Assignment: Going through the data below, copy out each line where the word "control" shows up.

Source records:
════════

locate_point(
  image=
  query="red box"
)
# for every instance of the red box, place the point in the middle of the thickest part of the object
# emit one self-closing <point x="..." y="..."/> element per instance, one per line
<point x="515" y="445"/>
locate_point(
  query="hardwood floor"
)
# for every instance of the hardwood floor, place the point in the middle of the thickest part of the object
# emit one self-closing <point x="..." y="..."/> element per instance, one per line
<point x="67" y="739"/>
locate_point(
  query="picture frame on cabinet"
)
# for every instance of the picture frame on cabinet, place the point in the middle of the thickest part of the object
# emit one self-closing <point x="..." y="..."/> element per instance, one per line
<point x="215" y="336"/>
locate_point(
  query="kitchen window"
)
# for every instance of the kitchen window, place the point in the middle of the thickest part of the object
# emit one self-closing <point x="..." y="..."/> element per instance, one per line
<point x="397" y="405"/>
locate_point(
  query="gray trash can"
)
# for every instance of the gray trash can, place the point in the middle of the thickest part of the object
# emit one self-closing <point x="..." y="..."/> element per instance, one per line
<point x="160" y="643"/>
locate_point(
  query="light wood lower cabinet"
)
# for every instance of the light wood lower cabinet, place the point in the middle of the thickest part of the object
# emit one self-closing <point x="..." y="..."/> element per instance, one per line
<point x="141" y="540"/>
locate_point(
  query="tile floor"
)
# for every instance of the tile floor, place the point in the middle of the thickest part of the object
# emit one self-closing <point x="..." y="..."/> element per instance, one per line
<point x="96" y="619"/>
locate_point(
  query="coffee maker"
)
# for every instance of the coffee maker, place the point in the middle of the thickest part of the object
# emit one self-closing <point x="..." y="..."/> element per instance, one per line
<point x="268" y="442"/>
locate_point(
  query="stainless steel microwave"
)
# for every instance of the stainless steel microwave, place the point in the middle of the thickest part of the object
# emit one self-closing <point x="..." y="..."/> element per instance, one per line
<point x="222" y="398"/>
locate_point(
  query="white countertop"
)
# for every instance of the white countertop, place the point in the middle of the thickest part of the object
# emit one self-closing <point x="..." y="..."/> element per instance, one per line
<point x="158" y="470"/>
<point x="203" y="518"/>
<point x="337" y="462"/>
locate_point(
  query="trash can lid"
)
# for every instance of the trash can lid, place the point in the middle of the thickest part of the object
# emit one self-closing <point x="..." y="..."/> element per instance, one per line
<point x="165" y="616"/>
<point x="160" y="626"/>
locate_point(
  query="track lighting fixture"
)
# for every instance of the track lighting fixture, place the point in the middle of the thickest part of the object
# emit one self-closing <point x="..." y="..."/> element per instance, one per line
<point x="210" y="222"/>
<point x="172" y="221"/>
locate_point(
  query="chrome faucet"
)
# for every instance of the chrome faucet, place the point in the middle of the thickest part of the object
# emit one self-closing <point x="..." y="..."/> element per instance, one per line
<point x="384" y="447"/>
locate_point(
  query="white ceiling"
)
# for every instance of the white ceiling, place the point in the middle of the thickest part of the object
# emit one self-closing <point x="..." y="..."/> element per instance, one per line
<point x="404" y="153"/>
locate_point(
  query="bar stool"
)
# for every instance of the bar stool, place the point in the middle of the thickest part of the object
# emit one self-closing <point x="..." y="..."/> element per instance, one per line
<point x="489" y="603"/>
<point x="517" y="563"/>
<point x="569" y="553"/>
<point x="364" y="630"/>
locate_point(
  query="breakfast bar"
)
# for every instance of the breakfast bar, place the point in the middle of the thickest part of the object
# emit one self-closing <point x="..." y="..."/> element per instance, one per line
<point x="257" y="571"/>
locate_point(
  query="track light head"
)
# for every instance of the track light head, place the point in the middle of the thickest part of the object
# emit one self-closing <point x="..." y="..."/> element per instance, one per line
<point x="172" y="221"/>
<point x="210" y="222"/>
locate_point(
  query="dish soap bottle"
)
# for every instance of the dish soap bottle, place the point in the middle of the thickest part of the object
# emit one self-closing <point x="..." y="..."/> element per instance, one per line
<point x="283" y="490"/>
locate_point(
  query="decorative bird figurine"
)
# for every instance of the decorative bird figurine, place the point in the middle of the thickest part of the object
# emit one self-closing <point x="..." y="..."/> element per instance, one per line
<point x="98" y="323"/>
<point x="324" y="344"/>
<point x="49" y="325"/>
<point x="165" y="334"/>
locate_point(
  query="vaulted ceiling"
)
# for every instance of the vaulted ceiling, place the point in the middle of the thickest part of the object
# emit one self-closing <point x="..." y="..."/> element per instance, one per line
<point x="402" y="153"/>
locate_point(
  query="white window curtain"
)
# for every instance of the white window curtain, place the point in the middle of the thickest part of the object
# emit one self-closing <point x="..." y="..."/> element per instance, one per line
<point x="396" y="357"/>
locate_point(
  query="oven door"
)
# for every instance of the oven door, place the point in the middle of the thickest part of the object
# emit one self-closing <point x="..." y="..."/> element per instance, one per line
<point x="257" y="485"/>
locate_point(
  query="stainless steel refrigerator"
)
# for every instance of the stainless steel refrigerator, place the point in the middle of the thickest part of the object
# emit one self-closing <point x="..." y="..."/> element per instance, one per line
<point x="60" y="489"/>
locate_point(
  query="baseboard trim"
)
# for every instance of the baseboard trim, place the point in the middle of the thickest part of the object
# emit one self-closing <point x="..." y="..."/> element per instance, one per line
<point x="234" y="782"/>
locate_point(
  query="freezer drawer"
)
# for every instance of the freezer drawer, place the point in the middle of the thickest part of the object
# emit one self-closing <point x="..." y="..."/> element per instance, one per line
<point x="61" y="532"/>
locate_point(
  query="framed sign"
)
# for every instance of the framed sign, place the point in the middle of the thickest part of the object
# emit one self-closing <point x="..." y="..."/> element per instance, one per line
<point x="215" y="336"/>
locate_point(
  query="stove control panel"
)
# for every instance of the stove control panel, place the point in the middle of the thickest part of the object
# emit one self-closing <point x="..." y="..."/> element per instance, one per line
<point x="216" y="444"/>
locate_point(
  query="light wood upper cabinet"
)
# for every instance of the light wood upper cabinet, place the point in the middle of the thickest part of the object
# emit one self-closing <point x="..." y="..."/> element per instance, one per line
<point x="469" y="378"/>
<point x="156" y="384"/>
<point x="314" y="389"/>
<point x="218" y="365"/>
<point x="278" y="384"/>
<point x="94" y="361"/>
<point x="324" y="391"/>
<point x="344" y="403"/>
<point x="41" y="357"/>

════════

Reply:
  query="stove control panel"
# for every instance of the stove control panel, place the point in the middle of the thickest part of the object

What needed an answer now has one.